_TEXT BLOCK_
.....
DAYTON, Ohio (WDTN) — The Ohio Department of Education concluded its investigation into alleged violations of special education law by the Warren County Educational Services Center and dozens of local school districts.

Disability Rights Ohio filed complaints with ODE back in 2021 on behalf of two students, and a systemic complaint, which was filed on behalf of all students. Kristin Hildebrant is the Senior Attorney at DRO.

“We had known that there were some patterns of problems for students who were receiving services at the ESC. And we’ve also had people who are advocates for children contact us with concerns about the Educational Service Center,” Hildebrant said.

Several districts in our area were part of the complaint, including Centerville, Dayton, Franklin, Kettering, Miamisburg, Springboro, Vandalia-Butler, and Xenia. These districts send students to the Warren County ESC, but they are ultimately responsible for the students’ education.

The complaint alleges there was a lack of adequate individualized education programs, or IEPs, that meet students’ specific needs, and failure to implement those IEPs. The complaint also alleges students were not being properly evaluated before placing them at the ESC, staff at the ESC are not appropriately trained or licensed, and there was a lack of academic instruction.

“All kids are different, and one of the core components of special education is that we individualize the services to the specific needs created by that child’s disability. And all disabilities are different. So if it’s one size fits all, it doesn’t work,” Hildebrant said.

2 News reached out to the districts for a comment. Kevin Wright, the Supervisor of Special Education Services for Kettering Schools, said quote:

“We acknowledge that there were violations identified through the complaint filed with the Ohio Department of Education regarding students with disabilities who are served through the Warren County Educational Service Center. We will continue to monitor our Kettering students who are attending the Warren County ESC schools to ensure that, working together with the ESC, we are providing effective, academic, social, emotional and behavioral health services to all students.”

Kevin Wright, the Supervisor of Special Education Services

At Xenia Community Schools, there is only one student who attends the Warren County ESC. A spokesperson said quote:

As always, our top priority is the student and family involved, who have indicated to our staff that they do not have any concerns about the educational services their child receives.

The parents are fully aware that Xenia is prepared to make every accommodation and provide the best educational opportunity for this student in the event that they are medically able to return home. Unfortunately, that is simply not the situation for this child at this time.
.....
_RECORD EXTRACTS_
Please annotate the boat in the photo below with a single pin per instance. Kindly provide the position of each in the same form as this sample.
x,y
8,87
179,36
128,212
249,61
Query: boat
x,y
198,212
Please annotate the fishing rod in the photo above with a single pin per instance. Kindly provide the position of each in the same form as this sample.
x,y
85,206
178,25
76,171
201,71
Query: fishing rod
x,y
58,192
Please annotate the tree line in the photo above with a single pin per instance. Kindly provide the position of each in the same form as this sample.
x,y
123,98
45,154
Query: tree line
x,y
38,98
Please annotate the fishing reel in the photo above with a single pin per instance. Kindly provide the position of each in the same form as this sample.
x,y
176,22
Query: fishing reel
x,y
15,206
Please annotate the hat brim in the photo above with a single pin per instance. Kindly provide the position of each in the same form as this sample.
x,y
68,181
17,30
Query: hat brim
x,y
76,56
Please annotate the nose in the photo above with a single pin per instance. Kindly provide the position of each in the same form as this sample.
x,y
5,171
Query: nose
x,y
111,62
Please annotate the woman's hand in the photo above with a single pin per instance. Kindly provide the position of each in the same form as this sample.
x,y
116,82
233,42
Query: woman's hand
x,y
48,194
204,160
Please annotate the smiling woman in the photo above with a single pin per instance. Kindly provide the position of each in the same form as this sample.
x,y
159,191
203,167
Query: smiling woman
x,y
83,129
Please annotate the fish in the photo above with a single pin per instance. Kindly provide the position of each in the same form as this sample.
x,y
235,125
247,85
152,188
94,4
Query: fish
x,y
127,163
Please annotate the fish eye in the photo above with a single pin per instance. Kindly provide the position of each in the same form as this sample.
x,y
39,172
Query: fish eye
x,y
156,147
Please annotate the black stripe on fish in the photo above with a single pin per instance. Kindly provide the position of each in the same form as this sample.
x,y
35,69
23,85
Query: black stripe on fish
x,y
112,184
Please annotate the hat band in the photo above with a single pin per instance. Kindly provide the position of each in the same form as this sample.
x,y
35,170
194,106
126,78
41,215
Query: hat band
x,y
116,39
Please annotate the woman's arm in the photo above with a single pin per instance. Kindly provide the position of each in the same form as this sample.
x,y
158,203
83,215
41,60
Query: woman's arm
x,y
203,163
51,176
.....
_WORK REQUEST_
Carry the news report on the special education complaint against the Warren County Educational Service Center forward, beginning right after its final sentence.

_ANSWER SECTION_
The district has filed the appropriate paperwork for the student with ODE throughout the student’s time at the long-term care facility, and has had no previous indication from ODE that there were any concerns with the educational services for the student.

On this basis, the district has filed an appeal of the complaint, but still plans to move forward with compliance of all actions in order to ensure the best-possible outcome for all Xenia students.

Compliance for the district in this case may include training for Special Education staff, as well as revised processes for reviewing and filing paperwork. The district has also requested that ODE clarify both the outcome they are seeking in this specific case, as well as the process they would like to see to avoid similar problems in the future.

Spokesperson for Xenia Community Schools

The Ohio Department of Education concluded its investigation in December 2022. The ODE is ordering the ESC to provide progress reports, staff are required to attend professional development on IEPs, districts will need to review and correct IEPs, and students will receive compensatory education for IEP services they did not receive.

“The average hours of all of the children is roughly 50 hours per kid and some kids over 100. So that indicates that these kids weren’t getting what they needed to get according to the law,” Hildebrant said.

Hildebrant said DRO is hopeful these findings will improve services within the ESC and local districts.

“One of the central tenets of the federal law that provides special education rights to kids is a concept of least restrictive environment. And we always want to keep children in their local school districts with their peers that they’re growing up with because they have better outcomes when we do that,” Hildebrant explained.

2 News also reached out to Tom Issacs, the Superintendent of the Warren County ESC. He did not want to go on camera, but provided the following statement:

The Governing Board of the Warren County Educational Service Center (the “ESC”) has been made aware of special education findings and corrective action issued by the Ohio Department of Education to more than forty school districts who utilize our specialized programs.  It is important to emphasize that no abuse or neglect of students was found.  The findings involve paperwork issues that ODE found with student records.  The ESC and school districts dispute most of the findings.  Those we don’t dispute will be promptly corrected.  As for the findings that are in dispute, the ESC has engaged with the Ohio Department of Education leadership to hopefully resolve the matter without litigation.  The ESC will have no further comment on this matter until it is resolved.